**Given data**.
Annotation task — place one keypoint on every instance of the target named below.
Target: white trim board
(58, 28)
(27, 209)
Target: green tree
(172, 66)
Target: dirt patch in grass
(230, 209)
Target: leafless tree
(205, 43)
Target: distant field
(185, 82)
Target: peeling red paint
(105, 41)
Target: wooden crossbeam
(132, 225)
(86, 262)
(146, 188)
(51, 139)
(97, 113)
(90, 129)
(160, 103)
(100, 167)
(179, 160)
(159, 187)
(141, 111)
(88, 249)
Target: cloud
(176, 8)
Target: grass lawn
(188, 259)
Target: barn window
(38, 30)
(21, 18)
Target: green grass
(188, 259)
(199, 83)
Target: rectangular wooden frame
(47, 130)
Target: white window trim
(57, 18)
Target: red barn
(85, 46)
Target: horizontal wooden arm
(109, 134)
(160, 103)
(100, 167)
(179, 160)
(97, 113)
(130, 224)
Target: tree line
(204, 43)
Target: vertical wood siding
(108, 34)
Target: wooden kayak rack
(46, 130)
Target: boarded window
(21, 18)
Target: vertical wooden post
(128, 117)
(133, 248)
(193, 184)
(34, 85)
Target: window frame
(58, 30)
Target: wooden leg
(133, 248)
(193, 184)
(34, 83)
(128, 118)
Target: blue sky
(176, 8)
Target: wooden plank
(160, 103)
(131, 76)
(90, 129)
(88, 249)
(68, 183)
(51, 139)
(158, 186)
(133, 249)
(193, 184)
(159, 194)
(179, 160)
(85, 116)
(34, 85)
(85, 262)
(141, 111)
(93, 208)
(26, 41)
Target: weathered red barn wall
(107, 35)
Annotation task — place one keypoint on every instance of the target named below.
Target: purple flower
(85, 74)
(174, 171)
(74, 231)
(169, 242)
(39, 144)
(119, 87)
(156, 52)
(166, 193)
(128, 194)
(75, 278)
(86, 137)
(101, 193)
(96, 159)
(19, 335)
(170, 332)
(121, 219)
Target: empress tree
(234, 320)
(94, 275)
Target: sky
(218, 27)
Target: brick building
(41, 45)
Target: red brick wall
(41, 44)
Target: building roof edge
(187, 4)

==

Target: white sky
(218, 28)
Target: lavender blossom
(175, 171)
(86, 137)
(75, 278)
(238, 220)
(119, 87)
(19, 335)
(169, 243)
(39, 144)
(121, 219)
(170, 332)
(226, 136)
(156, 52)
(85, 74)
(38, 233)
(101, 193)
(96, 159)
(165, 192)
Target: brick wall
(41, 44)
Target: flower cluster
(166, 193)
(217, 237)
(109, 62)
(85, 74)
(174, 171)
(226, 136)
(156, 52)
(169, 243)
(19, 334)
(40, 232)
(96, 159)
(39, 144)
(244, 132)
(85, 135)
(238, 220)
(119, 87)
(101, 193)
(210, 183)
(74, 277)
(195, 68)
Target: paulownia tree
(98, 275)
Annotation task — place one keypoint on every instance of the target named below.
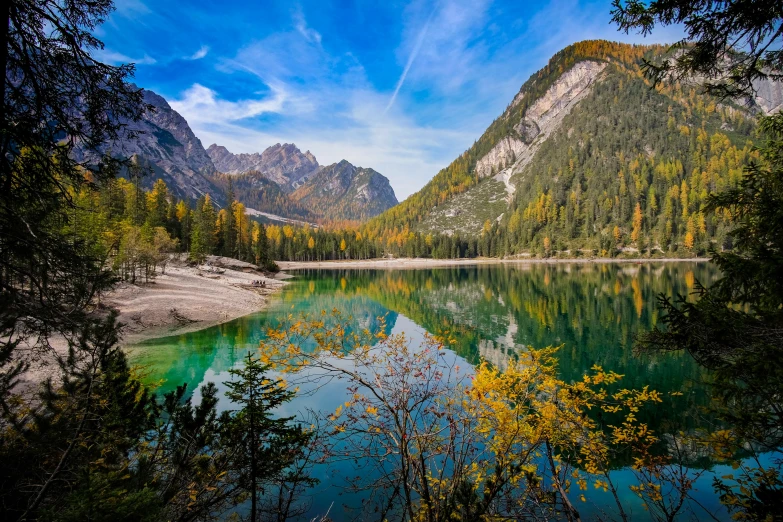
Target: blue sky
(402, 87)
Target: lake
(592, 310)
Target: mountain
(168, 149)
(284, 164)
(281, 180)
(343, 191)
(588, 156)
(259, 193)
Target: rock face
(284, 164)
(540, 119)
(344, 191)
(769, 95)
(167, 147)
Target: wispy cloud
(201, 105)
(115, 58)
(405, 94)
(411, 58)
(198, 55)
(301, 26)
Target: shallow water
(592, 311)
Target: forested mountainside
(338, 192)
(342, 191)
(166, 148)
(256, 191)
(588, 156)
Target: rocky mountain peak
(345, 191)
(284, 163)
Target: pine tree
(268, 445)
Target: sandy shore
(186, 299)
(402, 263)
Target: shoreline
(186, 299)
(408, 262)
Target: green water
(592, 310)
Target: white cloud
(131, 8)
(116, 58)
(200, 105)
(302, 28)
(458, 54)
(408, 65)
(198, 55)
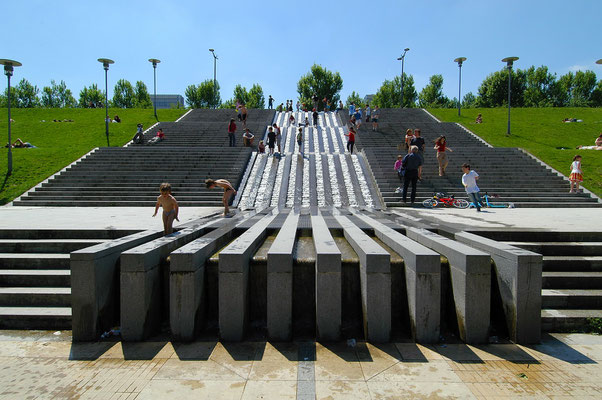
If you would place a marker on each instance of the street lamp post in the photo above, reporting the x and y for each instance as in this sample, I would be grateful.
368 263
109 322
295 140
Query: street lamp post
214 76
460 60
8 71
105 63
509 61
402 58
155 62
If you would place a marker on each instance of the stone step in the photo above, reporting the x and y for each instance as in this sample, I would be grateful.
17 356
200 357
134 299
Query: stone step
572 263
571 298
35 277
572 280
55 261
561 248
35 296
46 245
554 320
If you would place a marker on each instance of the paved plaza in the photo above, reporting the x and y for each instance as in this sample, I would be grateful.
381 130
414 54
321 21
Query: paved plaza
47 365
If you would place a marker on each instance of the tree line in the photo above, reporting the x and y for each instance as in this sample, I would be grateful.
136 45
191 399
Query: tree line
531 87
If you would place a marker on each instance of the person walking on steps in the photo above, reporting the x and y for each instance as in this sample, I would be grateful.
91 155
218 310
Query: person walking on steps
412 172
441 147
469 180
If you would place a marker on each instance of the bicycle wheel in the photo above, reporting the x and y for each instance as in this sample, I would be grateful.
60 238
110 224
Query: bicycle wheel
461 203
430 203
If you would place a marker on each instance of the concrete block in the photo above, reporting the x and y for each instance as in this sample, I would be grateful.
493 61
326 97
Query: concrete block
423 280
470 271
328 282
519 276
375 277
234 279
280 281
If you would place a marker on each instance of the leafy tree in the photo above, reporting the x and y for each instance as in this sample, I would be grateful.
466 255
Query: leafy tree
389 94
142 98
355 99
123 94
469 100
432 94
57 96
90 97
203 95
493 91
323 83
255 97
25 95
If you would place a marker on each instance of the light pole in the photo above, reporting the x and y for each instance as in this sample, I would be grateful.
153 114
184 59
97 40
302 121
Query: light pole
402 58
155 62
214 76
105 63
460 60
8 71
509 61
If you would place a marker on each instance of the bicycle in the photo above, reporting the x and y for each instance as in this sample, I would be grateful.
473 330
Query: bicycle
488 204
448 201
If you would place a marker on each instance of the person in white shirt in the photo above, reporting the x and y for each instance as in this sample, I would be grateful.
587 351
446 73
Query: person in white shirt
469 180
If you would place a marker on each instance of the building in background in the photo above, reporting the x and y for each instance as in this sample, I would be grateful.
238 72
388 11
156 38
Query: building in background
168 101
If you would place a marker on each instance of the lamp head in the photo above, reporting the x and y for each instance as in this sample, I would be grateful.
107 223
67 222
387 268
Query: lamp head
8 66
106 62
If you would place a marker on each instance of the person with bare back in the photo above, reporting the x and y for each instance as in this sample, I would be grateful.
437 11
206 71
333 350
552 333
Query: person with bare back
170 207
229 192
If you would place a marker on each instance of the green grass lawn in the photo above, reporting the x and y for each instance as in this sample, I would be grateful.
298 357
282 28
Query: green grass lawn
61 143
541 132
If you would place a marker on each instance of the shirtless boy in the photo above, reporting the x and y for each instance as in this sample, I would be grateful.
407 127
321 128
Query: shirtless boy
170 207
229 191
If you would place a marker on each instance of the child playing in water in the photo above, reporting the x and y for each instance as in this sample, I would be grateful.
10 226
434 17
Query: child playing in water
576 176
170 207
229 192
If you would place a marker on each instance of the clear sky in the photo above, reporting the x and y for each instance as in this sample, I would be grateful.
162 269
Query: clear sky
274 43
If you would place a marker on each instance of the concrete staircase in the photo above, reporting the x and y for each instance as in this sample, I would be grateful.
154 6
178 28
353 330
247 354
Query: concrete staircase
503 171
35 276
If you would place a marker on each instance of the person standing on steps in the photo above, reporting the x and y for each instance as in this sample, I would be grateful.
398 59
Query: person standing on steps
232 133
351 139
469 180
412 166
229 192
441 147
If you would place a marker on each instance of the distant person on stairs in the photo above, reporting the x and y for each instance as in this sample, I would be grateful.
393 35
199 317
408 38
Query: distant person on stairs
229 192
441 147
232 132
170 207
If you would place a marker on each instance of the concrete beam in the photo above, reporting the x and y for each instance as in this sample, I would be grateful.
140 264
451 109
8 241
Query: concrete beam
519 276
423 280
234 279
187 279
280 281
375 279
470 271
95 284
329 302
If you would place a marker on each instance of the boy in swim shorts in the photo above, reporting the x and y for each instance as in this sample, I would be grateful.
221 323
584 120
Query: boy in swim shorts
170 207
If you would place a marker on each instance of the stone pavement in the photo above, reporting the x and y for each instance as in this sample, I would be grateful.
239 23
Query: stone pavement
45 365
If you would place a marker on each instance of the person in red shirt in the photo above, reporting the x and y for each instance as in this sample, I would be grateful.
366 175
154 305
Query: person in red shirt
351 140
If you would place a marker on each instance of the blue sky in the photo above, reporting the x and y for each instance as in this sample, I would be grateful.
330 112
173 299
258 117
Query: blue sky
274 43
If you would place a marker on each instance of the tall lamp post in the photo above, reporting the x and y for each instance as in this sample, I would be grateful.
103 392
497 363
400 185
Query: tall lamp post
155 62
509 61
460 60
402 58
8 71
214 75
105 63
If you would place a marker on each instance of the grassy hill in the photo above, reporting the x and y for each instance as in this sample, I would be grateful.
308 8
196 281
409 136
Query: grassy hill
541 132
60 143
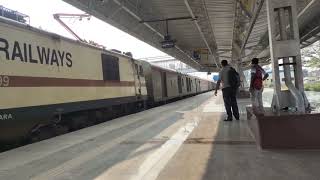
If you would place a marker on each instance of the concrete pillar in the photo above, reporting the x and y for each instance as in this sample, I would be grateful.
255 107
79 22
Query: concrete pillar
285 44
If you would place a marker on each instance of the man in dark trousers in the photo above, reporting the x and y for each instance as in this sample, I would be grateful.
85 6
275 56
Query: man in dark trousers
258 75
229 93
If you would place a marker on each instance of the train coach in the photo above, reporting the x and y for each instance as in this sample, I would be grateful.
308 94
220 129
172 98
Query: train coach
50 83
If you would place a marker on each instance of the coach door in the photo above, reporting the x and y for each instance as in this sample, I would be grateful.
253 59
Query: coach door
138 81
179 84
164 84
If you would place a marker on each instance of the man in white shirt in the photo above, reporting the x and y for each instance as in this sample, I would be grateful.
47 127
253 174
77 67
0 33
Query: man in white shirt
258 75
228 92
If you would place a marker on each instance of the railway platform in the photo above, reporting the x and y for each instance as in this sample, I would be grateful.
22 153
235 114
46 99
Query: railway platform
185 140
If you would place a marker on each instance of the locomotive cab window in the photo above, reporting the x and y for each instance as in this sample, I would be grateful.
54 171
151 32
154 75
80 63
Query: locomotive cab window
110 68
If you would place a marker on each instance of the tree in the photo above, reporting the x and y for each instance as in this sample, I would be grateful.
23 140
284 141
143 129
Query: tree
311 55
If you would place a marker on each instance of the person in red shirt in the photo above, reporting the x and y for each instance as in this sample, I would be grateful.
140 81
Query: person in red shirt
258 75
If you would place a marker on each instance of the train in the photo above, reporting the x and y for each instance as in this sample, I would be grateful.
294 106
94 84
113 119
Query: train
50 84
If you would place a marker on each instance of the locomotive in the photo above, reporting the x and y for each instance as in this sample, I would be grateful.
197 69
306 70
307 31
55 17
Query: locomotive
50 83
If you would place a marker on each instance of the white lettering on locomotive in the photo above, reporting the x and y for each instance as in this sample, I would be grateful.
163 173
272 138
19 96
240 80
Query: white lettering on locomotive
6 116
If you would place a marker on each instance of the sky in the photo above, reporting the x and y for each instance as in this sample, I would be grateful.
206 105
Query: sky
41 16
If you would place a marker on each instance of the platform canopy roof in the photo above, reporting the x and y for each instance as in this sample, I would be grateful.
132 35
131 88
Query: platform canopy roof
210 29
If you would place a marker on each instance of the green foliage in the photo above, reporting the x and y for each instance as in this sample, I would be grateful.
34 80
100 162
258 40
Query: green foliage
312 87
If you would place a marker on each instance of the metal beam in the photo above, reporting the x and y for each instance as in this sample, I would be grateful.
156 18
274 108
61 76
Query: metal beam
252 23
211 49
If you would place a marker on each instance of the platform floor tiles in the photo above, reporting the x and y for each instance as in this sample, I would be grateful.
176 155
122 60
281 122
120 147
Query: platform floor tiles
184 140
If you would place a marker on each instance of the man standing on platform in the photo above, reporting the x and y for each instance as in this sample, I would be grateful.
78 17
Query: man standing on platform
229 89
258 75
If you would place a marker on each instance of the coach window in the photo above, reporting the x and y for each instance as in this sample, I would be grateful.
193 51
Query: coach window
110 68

**Task goal**. Which lines of the listing above contain the word "distant"? List each of them in full, and treat a difference in capitalization as a different word.

**Response to the task**.
Target: distant field
If you would place a marker on each instance of the distant person on stairs in the photo above, reporting the x and y for each instance as in this sample, I would be grateful.
Query: distant person on stairs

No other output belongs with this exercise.